**Required action**: Which of the lines in the data below contain the string "gauge"? Copy each of them.

[Collected data entries]
_ _ _

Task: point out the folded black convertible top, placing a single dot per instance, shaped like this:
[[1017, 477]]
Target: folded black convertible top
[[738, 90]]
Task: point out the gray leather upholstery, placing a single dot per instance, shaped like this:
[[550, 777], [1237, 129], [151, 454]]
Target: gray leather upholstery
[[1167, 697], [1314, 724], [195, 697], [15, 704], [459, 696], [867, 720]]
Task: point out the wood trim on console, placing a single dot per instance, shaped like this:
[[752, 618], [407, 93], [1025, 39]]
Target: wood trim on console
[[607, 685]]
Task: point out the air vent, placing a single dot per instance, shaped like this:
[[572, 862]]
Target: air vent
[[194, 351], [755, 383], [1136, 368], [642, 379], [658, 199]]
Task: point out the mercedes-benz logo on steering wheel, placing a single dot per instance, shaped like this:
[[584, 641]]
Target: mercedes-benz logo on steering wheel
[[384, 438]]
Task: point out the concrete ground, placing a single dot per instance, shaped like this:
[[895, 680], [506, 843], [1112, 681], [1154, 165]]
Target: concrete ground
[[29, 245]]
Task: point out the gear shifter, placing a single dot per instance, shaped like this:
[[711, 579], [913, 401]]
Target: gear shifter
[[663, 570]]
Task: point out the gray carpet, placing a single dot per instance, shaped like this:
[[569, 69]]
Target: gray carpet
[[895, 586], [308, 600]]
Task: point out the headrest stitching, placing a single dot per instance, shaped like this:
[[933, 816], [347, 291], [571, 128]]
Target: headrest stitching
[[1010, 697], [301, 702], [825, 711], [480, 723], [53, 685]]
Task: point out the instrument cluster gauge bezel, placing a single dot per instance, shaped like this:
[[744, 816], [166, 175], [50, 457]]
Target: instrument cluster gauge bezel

_ _ _

**Answer section**:
Task: point out the instrument cluster gauge bezel, placing a single dot per instance, shaped like this:
Target: instrument cluster gauge bezel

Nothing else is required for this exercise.